• _PASSAGE PROVIDED_:
>>>>
Lucas Root says he doesn’t remember seeing the door that opened up in front of his bike, knocking him to the pavement and breaking out three teeth.
But when he learned the driver was working for Uber, the app-based ride-hailing service, he saw an insurance nightmare ahead.
Root had worked briefly for an on-demand bicycle delivery service whose couriers use their own bicycles, so he knew that the so-called “gig economy” tends to muddy issues of labor rules and who’s responsible when things go wrong.
“I realized how complicated this was going to be from the start,” Root said.
Indeed, two months after the July 2 crash for which the driver was cited by police, the driver’s personal insurer declined to cover the loss. Three months later, Uber says its insurer is still reviewing the claim.
Root has filed a lawsuit in Multnomah County Circuit Court against Uber and the driver, seeking to recover up to $250,000 in medical costs.
“This accident will be covered by Uber’s commercial insurance,” Uber spokeswoman Kayla Whaling said Wednesday. “Uber holds an insurance policy for up to a million dollars for every driver who is on a trip in Portland.”
As ride-hailing companies like Uber and Lyft gain traction in communities across the country, regulators have raised concerns about how their drivers are insured.
Typical car insurance policies don’t cover commercial driving. Some insurers have begun offering policies that are compatible with driving for ride-hailing companies, but they’re only available in certain markets.
The companies have boosted their coverage after high-profile crashes, including one in which an Uber driver struck and killed a 6-year-old girl in San Francisco, and lawmakers in some states have set requirements even higher.
Portland has legalized ride-hailing services for a trial period as it hammers out final governing rules. The Portland City Council was set to discuss a new regulatory scheme this month, but the discussion was postponed and hasn’t been rescheduled.
<<<<
• _EXERCISES TO COMPLETE_:
A: Copy the article about Lucas Root's crash and Uber's insurance word for word, starting with "Typical car insurance" and going on through "hasn’t been rescheduled.".
B: According to the article about Lucas Root's crash, how much does his lawsuit seek to recover in medical costs?
C: Write the next part of the article on Lucas Root's crash and ride-hailing insurance, picking up after its final sentence.

• _DATASET RECORDS_:
>>>>
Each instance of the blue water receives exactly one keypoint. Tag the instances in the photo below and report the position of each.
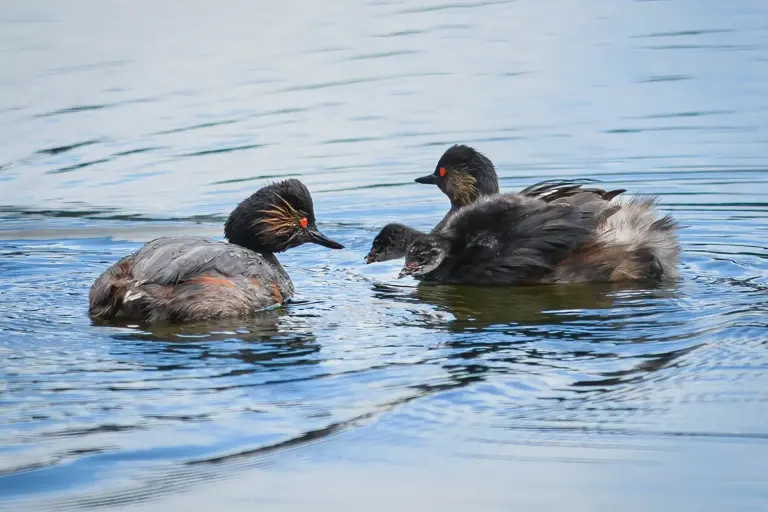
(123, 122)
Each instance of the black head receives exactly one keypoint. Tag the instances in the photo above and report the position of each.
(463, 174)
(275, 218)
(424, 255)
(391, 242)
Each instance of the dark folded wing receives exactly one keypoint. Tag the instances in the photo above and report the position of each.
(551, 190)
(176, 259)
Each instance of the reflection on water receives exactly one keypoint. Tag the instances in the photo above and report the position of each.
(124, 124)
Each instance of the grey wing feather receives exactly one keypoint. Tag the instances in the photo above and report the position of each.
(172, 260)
<<<<
>>>>
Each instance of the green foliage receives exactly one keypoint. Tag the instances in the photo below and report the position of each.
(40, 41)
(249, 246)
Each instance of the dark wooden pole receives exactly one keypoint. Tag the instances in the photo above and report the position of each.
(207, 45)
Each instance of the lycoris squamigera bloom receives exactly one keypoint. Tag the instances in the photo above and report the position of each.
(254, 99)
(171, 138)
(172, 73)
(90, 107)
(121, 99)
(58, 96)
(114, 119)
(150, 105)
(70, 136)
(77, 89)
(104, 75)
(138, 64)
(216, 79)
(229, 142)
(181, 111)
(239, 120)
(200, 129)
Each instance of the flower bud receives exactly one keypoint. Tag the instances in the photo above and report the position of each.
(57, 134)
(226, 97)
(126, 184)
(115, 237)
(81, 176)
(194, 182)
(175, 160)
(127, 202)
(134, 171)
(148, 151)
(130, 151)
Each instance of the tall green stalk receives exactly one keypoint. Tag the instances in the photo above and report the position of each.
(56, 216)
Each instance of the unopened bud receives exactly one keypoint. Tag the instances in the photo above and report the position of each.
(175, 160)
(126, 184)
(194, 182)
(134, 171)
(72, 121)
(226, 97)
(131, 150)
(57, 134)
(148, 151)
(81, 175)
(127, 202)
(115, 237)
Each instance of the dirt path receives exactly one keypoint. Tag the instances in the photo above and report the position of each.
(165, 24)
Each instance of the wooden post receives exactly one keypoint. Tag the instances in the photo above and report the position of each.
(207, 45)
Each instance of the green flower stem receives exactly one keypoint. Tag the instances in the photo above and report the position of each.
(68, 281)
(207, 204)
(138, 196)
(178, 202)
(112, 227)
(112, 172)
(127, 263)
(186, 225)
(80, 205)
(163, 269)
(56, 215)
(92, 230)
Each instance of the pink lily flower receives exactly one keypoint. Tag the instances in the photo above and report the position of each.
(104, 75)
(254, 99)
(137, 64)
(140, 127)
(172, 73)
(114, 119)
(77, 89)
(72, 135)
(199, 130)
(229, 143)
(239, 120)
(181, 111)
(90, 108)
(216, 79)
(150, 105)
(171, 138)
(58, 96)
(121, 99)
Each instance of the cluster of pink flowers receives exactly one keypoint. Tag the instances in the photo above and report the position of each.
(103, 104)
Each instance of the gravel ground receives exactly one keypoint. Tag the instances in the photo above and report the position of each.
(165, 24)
<<<<
>>>>
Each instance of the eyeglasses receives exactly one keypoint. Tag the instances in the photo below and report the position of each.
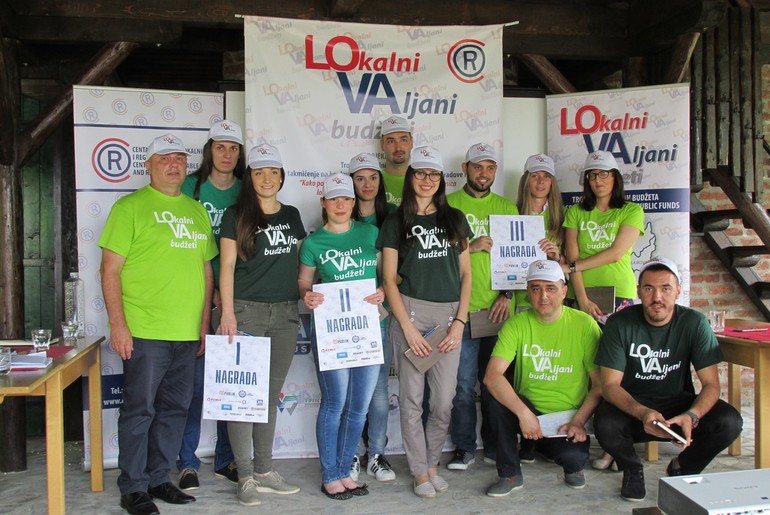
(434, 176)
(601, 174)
<<<<
• _RESPONSES IN ORDER_:
A:
Typical car insurance policies don’t cover commercial driving. Some insurers have begun offering policies that are compatible with driving for ride-hailing companies, but they’re only available in certain markets.
The companies have boosted their coverage after high-profile crashes, including one in which an Uber driver struck and killed a 6-year-old girl in San Francisco, and lawmakers in some states have set requirements even higher.
Portland has legalized ride-hailing services for a trial period as it hammers out final governing rules. The Portland City Council was set to discuss a new regulatory scheme this month, but the discussion was postponed and hasn’t been rescheduled.

B: Up to $250,000.

C:
Root was on his way to the Ristretto Roasters coffee shop in Portland on July 2 when, according to a police report, 55-year-old Viktor Pavenko stopped to pick up a passenger. He opened his driver’s side door, he told police, and Root, 30, crashed his bicycle into the door and fell to the pavement.
Pavenko was cited for improper opening of a door. He has pleaded not guilty, according to court records. He and his attorney did not return messages seeking comment.
Police recorded Pavenko’s personal auto insurance information, but Root’s attorney, Michael Colbach, said Pavenko’s insurer wouldn’t cover the liability because Pavenko was driving for hire at the time. The company, Liberty Mutual, is not included in the lawsuit.
“A lot of people assume their personal insurance will cover them,” said Marie Dodds, a spokeswoman for AAA Oregon/Idaho. “But it’s uncharted territory. When you use a service like Uber or Lyft, you can’t just assume you’re going to be covered.”
In Oregon, Uber and Lyft both provide $1 million in commercial liability coverage that kicks in when a ride is confirmed and stays in effect until the passenger is dropped off. They provide a smaller amount of coverage when a driver is logged into the app but hasn’t accepted a fare.
The companies say they teach drivers to present the commercial insurance information, a digital version of which is provided in the dispatching app, if they’re pulled over or are involved in an accident while signed in.